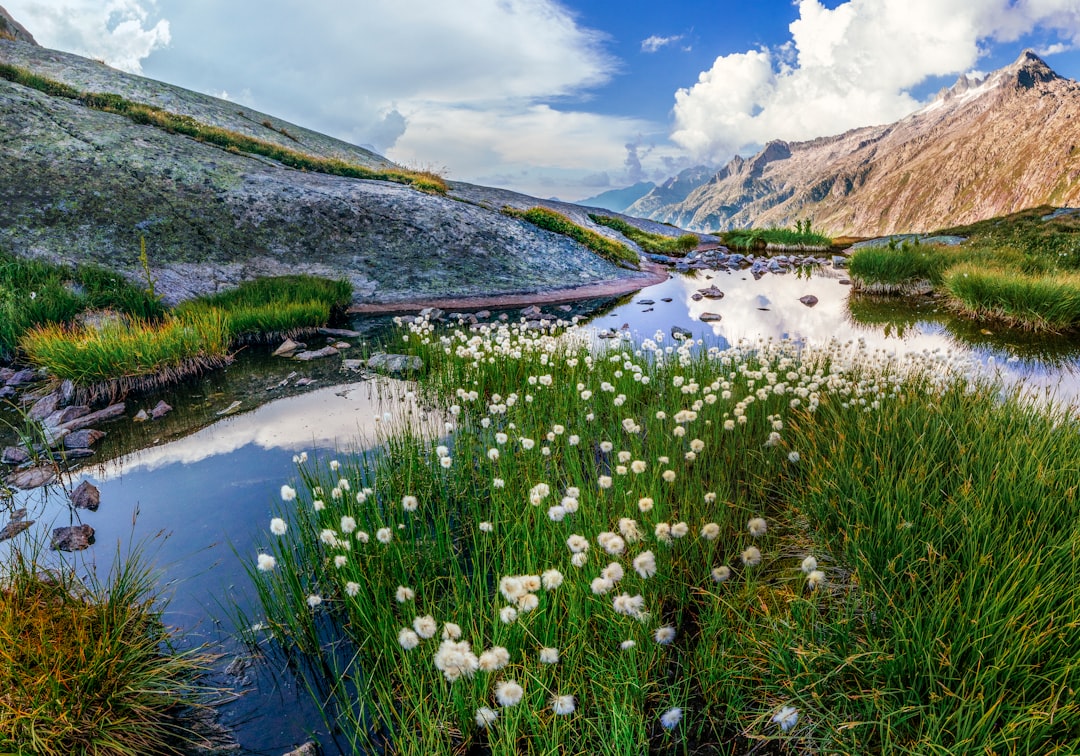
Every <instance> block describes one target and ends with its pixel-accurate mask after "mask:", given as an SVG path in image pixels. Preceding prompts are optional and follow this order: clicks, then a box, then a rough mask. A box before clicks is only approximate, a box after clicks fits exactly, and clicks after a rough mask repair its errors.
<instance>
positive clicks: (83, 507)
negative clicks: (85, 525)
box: [71, 481, 102, 511]
mask: <svg viewBox="0 0 1080 756" xmlns="http://www.w3.org/2000/svg"><path fill="white" fill-rule="evenodd" d="M100 503H102V491H99V490H98V489H97V486H95V485H94V484H93V483H91V482H90V481H83V482H82V483H80V484H79V485H78V487H76V489H75V490H73V491H71V504H72V505H73V507H75V508H76V509H81V510H91V511H95V510H97V507H98V504H100Z"/></svg>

============

**Exercise requirements:** Leave the pictures out and return each entry exactly.

**Written response:**
Every <instance> block describes one target and ends with its pixel-accurate mask after "mask:", given as an SVG path in image pixels. Preceding prompts are optional and follow this order: clicks, then a box, then a rough mask. A box before clicks is only approximate, a box after clicks fits exactly, and clicks after a rough mask repair its errors.
<instance>
positive clicks: (83, 507)
negative clicks: (85, 525)
box: [71, 481, 102, 511]
mask: <svg viewBox="0 0 1080 756" xmlns="http://www.w3.org/2000/svg"><path fill="white" fill-rule="evenodd" d="M100 503H102V491H99V490H98V489H97V486H95V485H94V484H93V483H91V482H90V481H83V482H82V483H80V484H79V485H78V487H76V489H75V490H73V491H71V504H72V505H73V507H75V508H76V509H81V510H91V511H95V510H97V507H98V504H100Z"/></svg>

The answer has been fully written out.